Given request
The records that follow must be reproduced in full, exactly as written.

[Saved data entries]
|---|

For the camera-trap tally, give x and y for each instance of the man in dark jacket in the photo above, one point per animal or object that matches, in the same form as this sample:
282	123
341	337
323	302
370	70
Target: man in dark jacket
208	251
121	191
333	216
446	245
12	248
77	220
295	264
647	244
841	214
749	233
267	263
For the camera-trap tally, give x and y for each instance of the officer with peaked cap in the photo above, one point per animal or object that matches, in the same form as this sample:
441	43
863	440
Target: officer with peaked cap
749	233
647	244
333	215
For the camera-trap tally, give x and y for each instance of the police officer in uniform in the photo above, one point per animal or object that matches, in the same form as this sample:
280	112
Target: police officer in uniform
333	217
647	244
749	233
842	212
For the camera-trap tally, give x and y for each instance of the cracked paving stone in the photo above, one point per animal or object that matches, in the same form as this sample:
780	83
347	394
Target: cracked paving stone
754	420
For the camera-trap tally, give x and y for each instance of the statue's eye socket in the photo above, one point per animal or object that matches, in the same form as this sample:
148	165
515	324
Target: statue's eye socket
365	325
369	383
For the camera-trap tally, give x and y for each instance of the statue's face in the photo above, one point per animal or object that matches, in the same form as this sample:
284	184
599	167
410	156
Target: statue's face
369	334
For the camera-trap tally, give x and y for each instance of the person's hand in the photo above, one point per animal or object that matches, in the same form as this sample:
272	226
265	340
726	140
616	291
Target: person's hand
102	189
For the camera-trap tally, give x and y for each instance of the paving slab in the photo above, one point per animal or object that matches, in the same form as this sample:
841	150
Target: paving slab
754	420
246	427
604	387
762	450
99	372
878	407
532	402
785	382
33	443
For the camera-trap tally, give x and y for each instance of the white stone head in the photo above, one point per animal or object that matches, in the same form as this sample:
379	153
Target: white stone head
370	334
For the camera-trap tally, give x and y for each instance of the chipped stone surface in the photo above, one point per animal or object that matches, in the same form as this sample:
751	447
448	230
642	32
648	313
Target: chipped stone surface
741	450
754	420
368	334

|---|

Task solution
For the camera-trap tally, give x and y for each instance of the man in dark jacket in the photo above, one point per animal or object that matches, in the same form as this sample:
282	123
341	337
323	302
370	70
Target: man in dark jacket
208	251
121	191
333	216
446	245
12	248
77	220
295	264
647	244
841	214
749	233
267	263
For the camera-trap tally, give x and y for each instance of the officer with peaked cap in the photo above, one point per animal or object that matches, in the same form as this sample:
441	43
863	440
Target: officer with peaked cap
749	233
647	244
333	215
For the camera-trap tally, give x and y for each instance of the police officer in uniform in the photo above, one point per animal or object that matches, in the same form as this sample:
280	112
Target: police officer in uniform
333	217
647	244
749	233
842	212
For the camera-trap tally, give x and y for each instance of the cracked paving stone in the photo above, one point per animal or object that matches, in the same form as this sample:
780	83
347	394
Target: cracked paving stone
754	420
For the camera-trap tally, give x and y for each instance of the statue's eye socket in the photo above, one point per animal or object that matches, in the same form as this sample:
148	165
515	324
Target: statue's eye socket
365	325
369	383
For the camera-trap tally, give x and y for each instance of the statue's face in the photo above, one point per animal or object that matches, in the same form as this sample:
284	184
599	167
410	156
Target: statue's face
369	334
For the camera-trap tally, give x and y for each instance of the person's hand in the photo above, one point per animal or object that matches, in the same form as this sample:
272	226
265	340
726	140
616	291
Target: person's hand
102	189
For the camera-trap tally, give x and y for each instance of the paving slab in the photo above, one point per animal or object that matches, in the same form as this sample:
841	150
Target: paving slab
754	420
246	427
604	387
762	450
99	372
878	407
532	402
785	382
33	443
For the camera-trap tally, give x and y for each instance of the white stone head in the photo above, one point per animal or object that matches, in the same form as this sample:
379	153
Target: white stone head
370	334
For the camera-trap tally, give x and y for each instance of the chipped stone surface in the photo above, one point per animal or object that matches, in the same form as this sample:
751	447
448	230
642	32
648	313
Target: chipped stone surface
741	450
754	420
368	334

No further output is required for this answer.